# DOCUMENT SEGMENT start

The first paper aims to answer the question of what Iran’s economy would have looked like in the absence of the 1979 revolution and the Iran-Iraq war (1980-1988). The second paper explores the question of whether individual experiences of Iranians with the Iran-Iraq war (1980-1988) during their early adulthood affected their preferences for having strong national defence forces and their willingness to fight for their country.


Mohammad Reza Farzanegan is a Professor of Economics of the Middle East in the Center for Near and Middle Eastern Studies (CNMS) and School of Business and Economics at Philipps-Universität Marburg since 2012. He graduated from Allameh Tabatabaei University with a B.A. in Theoretical Economics in 1999, and from the University of Tehran with an M.Sc. in Energy Economics and Marketing in 2002. With the support of the German Academic Exchange Service (DAAD), he earned his PhD in Economics (Dr.rer.pol) from the Technische Universität Dresden in 2009 with summa cum laude. His doctoral dissertation (“Political Economy of Natural Resources and Governance in Iran: An Empirical Investigation") under the supervision of Professor Marcel Thum won the Dr. Feldbausch best dissertation prize in 2009. Following his PhD project, he received the Alexander von Humboldt Foundation's Georg Forster Research Fellowship for Postdoctoral Researchers for his research project at the Leibniz-Zentrum für Europäische Wirtschaftsforschung (ZEW) in Mannheim and at the Technische Universität Dresden.

# DOCUMENT SEGMENT end
# DATASET EXCERPTS start

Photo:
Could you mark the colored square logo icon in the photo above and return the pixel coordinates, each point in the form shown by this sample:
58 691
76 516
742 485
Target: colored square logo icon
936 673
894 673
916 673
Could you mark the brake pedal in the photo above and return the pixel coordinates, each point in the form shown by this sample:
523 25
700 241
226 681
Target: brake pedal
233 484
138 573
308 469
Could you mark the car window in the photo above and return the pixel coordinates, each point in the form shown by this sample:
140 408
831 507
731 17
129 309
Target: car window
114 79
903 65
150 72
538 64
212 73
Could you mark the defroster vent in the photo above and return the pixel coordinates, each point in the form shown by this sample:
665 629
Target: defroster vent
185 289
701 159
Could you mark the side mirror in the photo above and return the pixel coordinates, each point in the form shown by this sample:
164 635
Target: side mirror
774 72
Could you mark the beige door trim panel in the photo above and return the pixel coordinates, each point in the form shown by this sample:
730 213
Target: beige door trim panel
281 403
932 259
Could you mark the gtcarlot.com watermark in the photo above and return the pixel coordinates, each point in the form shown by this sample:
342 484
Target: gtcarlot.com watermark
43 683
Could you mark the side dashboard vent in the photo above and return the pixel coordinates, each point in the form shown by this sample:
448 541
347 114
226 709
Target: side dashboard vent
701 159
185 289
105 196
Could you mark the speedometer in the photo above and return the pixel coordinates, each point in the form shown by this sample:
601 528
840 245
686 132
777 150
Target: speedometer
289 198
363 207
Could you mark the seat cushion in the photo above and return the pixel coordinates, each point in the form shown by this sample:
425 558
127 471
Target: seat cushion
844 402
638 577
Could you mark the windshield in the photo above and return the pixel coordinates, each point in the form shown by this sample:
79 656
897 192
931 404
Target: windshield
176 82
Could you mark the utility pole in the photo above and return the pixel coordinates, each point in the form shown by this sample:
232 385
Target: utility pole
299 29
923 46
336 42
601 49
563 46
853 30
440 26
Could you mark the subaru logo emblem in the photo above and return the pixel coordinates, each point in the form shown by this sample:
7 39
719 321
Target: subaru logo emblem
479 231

# DATASET EXCERPTS end

**SET TASK 1:**
Answer these questions using the research summary:
(a) What years does the research summary give for the Iran-Iraq war?
(b) Which university awarded Mohammad Reza Farzanegan his M.Sc. in Energy Economics and Marketing, and in which year?
(c) Who supervised his doctoral dissertation?
**SET TASK 2:**
Retype everything in the research summary from "The first paper" down to "for their country.".

**RESULT 1:**
(a) 1980-1988
(b) The University of Tehran, in 2002
(c) Professor Marcel Thum

**RESULT 2:**
The first paper aims to answer the question of what Iran’s economy would have looked like in the absence of the 1979 revolution and the Iran-Iraq war (1980-1988). The second paper explores the question of whether individual experiences of Iranians with the Iran-Iraq war (1980-1988) during their early adulthood affected their preferences for having strong national defence forces and their willingness to fight for their country.